→ **Aufgaben**
• 1. Beantworte anhand des Lesetexts:
(a) Welche Trikots trägt Werder Bremen?
(b) Wodurch wurde das Stellwerk der Deutschen Bahn lahmgelegt?
(c) Mit welchem Ergebnis gewinnen die Gäste?
• 2. Überarbeite den Abschnitt des Lesetexts, der mit den Worten „CR7, Can und“ anfängt und mit „jetzt Cristiano Ronaldo?“ aufhört, und setze dabei „rosafarbene Trikots“ an die Stelle von „Lachs-Trikots“.

→ **Lesetext**
——

CR7, Can und andere Unglücke Werder-Unwetter legt "dämlichen" BVB lahm
21.08.2022, 08:32 Uhr
Marius Wolf kann es nicht fassen.
(Foto: IMAGO/Jan Huebner)
Borussia Dortmund geht mit großen Ambitionen in die Saison. Doch die meisten der teuren Neuzugänge sind krank, verletzt oder noch nicht angekommen. Aufsteiger Werder Bremen trägt Lachs-Trikots und spielt den BVB schon vor den sechs historischen Minuten an die Wand. Kommt jetzt Cristiano Ronaldo?
Über Nacht hat es das Stellwerk der Deutschen Bahn erwischt. Ein Unwetter hat es lahmgelegt. Die Infrastruktur des Landes ist nicht mehr auf der Höhe. Rund um Dortmund herrscht ein Chaos, das am späten Nachmittag auch die Borussia erreichen wird. Innerhalb von sechs Minuten schafft Werder Bremen eines der verdientesten Wunder der Fußballgeschichte. Das Werder-Unwetter legt die BVB-Defensive und Meisterträume lahm. In der Nachspielzeit holt sich der Aufsteiger das, was er sich über ein gesamtes Spiel verdient hat. Mit 3:2 triumphieren die Gäste über die vollkommen konsternierte Spitzenmannschaft aus Dortmund.

——

→ **Datensätze**
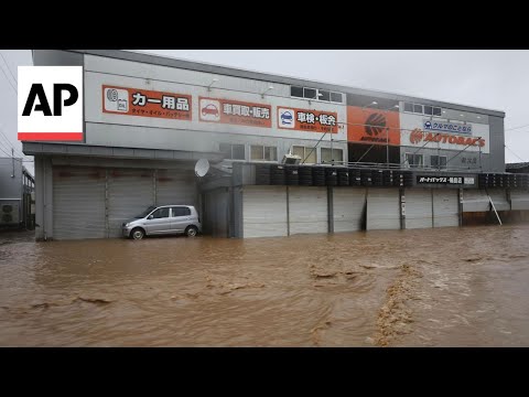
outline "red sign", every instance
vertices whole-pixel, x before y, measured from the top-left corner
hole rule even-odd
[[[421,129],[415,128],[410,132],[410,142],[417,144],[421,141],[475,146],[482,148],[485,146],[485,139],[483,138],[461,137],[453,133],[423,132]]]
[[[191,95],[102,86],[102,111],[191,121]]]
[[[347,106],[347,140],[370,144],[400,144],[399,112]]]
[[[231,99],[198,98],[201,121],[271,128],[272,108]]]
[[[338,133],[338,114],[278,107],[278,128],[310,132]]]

——

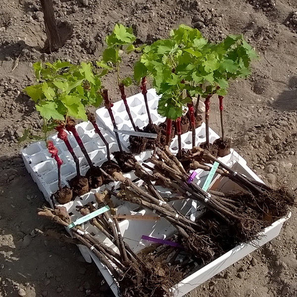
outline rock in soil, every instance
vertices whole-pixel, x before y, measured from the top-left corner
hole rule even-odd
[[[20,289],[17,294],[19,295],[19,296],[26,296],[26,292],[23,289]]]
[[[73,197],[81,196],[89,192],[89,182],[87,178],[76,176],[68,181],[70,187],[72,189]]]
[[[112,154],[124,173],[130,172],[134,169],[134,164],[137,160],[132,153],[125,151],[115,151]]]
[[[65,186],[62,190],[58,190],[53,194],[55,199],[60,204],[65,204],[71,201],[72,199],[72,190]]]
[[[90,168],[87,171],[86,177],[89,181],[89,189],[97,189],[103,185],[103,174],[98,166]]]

——

→ **Lösungen**
• 1.
(a) Lachs-Trikots
(b) Durch ein Unwetter
(c) Mit 3:2

• 2.
CR7, Can und andere Unglücke Werder-Unwetter legt "dämlichen" BVB lahm
21.08.2022, 08:32 Uhr
Marius Wolf kann es nicht fassen.
(Foto: IMAGO/Jan Huebner)
Borussia Dortmund geht mit großen Ambitionen in die Saison. Doch die meisten der teuren Neuzugänge sind krank, verletzt oder noch nicht angekommen. Aufsteiger Werder Bremen trägt rosafarbene Trikots und spielt den BVB schon vor den sechs historischen Minuten an die Wand. Kommt jetzt Cristiano Ronaldo?